For each entry below, please return its exact wording and leave out any picture.

Photo-based referring expression data
========================================
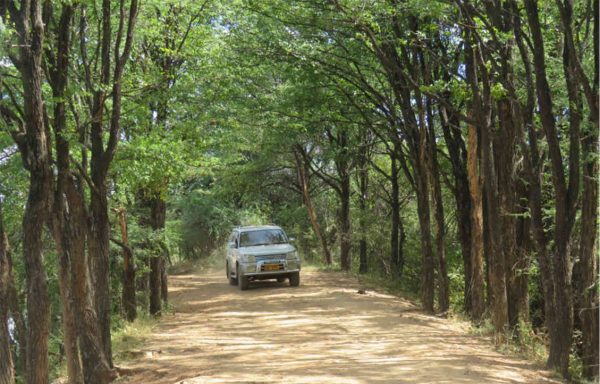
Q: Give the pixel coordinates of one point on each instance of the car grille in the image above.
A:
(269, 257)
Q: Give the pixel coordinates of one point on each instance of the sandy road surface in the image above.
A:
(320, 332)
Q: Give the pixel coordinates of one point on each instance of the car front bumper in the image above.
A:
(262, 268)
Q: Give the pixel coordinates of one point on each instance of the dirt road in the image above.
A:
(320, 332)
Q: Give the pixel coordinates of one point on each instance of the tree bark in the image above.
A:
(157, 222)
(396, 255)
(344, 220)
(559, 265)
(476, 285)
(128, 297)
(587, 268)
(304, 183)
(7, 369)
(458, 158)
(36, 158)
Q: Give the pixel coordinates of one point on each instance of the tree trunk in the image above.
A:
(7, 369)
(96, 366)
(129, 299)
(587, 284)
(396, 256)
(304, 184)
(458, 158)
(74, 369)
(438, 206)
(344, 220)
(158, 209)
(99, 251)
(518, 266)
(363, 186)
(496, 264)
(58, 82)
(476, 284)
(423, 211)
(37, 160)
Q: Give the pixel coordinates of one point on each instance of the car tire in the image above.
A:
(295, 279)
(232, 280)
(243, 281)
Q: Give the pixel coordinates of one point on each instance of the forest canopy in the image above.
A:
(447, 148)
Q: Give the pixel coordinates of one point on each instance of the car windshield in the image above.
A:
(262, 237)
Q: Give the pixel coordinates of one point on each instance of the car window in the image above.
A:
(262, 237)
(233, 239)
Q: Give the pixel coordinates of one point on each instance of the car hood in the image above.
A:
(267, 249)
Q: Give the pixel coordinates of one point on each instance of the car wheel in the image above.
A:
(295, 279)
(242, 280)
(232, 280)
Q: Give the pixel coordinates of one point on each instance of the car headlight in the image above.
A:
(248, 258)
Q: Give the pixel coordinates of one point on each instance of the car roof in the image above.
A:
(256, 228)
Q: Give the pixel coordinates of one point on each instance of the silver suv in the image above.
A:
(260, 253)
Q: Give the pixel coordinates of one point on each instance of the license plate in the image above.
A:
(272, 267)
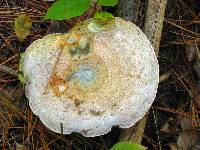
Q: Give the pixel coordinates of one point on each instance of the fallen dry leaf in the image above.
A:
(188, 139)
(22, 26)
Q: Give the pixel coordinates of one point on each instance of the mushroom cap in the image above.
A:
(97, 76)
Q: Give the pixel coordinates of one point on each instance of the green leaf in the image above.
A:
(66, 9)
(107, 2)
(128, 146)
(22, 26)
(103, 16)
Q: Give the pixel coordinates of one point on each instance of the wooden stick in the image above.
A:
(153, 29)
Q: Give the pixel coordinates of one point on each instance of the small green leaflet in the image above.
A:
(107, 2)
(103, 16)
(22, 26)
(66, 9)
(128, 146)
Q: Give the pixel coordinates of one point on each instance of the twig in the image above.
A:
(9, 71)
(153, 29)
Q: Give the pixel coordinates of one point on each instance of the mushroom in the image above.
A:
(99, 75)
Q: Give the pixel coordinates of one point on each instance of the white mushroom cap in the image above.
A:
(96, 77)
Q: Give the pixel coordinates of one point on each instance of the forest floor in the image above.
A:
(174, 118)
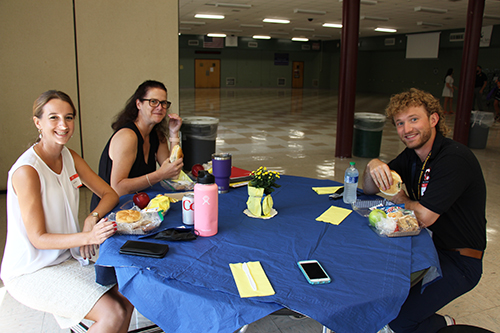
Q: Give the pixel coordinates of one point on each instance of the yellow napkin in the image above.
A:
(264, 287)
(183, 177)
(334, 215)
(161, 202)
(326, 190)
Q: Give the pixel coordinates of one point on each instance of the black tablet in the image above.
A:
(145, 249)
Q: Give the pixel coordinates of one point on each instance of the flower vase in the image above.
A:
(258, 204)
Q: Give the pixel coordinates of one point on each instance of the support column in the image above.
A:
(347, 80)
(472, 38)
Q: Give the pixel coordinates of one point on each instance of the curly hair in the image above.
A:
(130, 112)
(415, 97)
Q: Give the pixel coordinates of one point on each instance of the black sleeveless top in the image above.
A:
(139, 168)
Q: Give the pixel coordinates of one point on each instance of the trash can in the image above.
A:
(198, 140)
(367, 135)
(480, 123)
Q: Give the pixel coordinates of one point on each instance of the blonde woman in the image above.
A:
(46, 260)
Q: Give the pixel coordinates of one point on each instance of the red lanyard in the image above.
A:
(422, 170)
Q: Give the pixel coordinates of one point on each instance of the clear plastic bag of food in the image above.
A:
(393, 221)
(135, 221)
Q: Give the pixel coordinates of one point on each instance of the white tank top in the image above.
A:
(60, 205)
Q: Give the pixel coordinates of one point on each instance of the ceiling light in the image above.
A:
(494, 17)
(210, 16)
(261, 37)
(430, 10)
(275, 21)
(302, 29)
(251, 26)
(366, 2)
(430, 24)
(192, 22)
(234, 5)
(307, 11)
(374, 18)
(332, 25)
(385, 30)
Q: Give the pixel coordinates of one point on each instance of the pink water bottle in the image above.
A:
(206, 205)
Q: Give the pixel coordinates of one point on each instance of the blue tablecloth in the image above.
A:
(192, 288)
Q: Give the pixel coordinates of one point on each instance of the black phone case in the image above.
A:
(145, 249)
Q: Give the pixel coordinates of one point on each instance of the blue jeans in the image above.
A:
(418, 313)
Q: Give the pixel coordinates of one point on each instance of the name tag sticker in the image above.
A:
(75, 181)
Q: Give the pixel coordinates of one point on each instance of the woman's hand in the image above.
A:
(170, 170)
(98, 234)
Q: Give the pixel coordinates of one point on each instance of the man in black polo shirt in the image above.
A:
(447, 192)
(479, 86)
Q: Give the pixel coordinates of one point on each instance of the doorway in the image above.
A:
========================================
_Output_
Q: Give the pixel coordinates of one point on each instance of the car grille in the image above.
A:
(269, 257)
Q: Give the pixel coordinates of one point on each instance of the sandy road surface in the image above.
A:
(320, 332)
Q: Give the pixel coordinates of one point on each instance of the car front bumper in the image above.
A:
(262, 268)
Q: Give the pixel coordinates of one point on each instance of the dirt road in the image above.
A:
(320, 332)
Q: Give the pixel coordinates of one point on each instance of the tree bark in the image above.
A:
(157, 222)
(396, 255)
(344, 220)
(559, 265)
(476, 285)
(128, 297)
(587, 268)
(304, 183)
(7, 369)
(458, 158)
(36, 158)
Q: Give the pixel coordinates of one point on each instance of the tree trunk in the image above.
A:
(7, 369)
(96, 366)
(129, 299)
(587, 284)
(396, 256)
(304, 184)
(458, 158)
(74, 369)
(438, 206)
(344, 220)
(158, 209)
(99, 251)
(518, 266)
(363, 186)
(496, 264)
(58, 82)
(476, 284)
(423, 211)
(37, 160)
Q: Give the pixel coordinates of one point on each instance of the car tire in the image above.
A:
(295, 279)
(232, 280)
(243, 281)
Q: Give the pixel coordinates of one point on each instance of the forest canopy in the image above.
A:
(447, 148)
Q: Give the pixel coordinates of one point on each instance of the car windshield in the image above.
A:
(262, 237)
Q: Give the pixel coordinates of one point on each instance of the car window in the image above.
A:
(262, 237)
(233, 239)
Q: Give the pixel coordinates of one point on each instance of the car hood in the image above.
A:
(267, 249)
Q: Give the pixel coordinates of one point on each instance of the car wheel in the image above.
A:
(295, 279)
(242, 280)
(232, 280)
Q: Give the pixel coordinates of one point on each instance of the car headlight in the image above.
A:
(248, 258)
Q: Give the pixel coordinates of one point on each instance of the car roof in the image above.
A:
(256, 228)
Q: Give the pixel coordinates of one point on each instance of the silver suv in the image above.
A:
(260, 253)
Q: Give the pixel coordinates of one point on each instance of the license plate in the image above.
A:
(272, 267)
Q: Give the pixel coordinates of one point on each instance of the fallen dry leaf in the image above.
A:
(188, 139)
(22, 26)
Q: Give the pixel coordinates of one point on each instance of the mushroom cap in the image above.
A:
(97, 76)
Q: Give the pixel coordinates of one point on each instance of the green leaf in the image above.
A:
(66, 9)
(107, 2)
(128, 146)
(22, 26)
(103, 16)
Q: Give the pixel coordinates of one point on each instance of the wooden stick in the image above.
A:
(153, 29)
Q: Give the pixel coordinates of one point on each instance of the small green leaflet in the image above.
A:
(107, 2)
(103, 16)
(22, 26)
(66, 9)
(128, 146)
Q: Give the pixel coordinates of one point on each instance of the twig in the image above.
A:
(9, 71)
(153, 29)
Q: Give the pixel coordinates of one point on each instance of the mushroom in the image above.
A:
(99, 75)
Q: Give the pixel coordinates of one point on each instance of the white mushroom cap in the image above.
A:
(96, 77)
Q: Give the pixel coordinates of one point on each instance of the forest floor in the image above.
A:
(174, 118)
Q: Give the pixel coordinates of one point on each instance of the yellow napkin in the image above.
A:
(264, 287)
(183, 177)
(334, 215)
(161, 202)
(326, 190)
Q: Give the pixel coordinates of one point on each instance of the black tablet in the image above.
A:
(145, 249)
Q: Give the pixel coordinates of one point on each instance of the flower vase in the image above.
A:
(258, 204)
Q: Give the pixel coordinates of one point on each instance of the support column in the image above.
A:
(347, 80)
(472, 38)
Q: Give the pixel coordinates of one point on each instance of the curly hair in the image above.
A:
(130, 112)
(415, 97)
Q: Give the pixel coordinates of one point on each instance of the black sleeveless top in the image above.
A:
(139, 168)
Q: Give the pixel coordinates of one point on each instance of the trash can in the image above.
A:
(198, 140)
(367, 135)
(480, 123)
Q: Give the pixel coordinates of one point on each instance of the blonde woman in the image above.
A:
(46, 260)
Q: Give the pixel coordinates of one point on each instance of the red lanyard in the image above.
A:
(422, 170)
Q: Give the pixel coordinates of one point on each instance of the clear plastic bag of food in the image above.
A:
(393, 221)
(135, 221)
Q: Give the pixel coordinates of one point on each instance of the white tank top in the image above.
A:
(60, 205)
Q: Give the pixel coordinates of one point on each instance of the ceiling light in the image above.
A:
(494, 17)
(210, 16)
(261, 37)
(430, 10)
(275, 21)
(302, 29)
(251, 26)
(366, 2)
(430, 24)
(192, 22)
(234, 5)
(307, 11)
(374, 18)
(332, 25)
(385, 30)
Q: Give the pixel coordinates of one point on each instance of the pink water bottle in the image above.
A:
(206, 205)
Q: Give the pixel coordinates of one point on each instance of the blue tablecloth in the image above.
A:
(192, 288)
Q: Give the pixel coordinates of one point on each instance of the black phone case in the image above.
A:
(145, 249)
Q: Give the pixel coordinates of one point on each instance of the blue jeans in the image above.
A:
(418, 313)
Q: Give the pixel coordinates of one point on each instance of the name tag sticker in the image above.
A:
(75, 181)
Q: Give the pixel coordinates of one point on each instance of the woman's hand in the image above.
A:
(170, 170)
(98, 234)
Q: Give the pixel coordinates of one point on each instance of the man in black polo shirt in the image above.
A:
(447, 192)
(479, 86)
Q: Give the pixel coordinates of one point on each instance of the doorway in the image above.
A:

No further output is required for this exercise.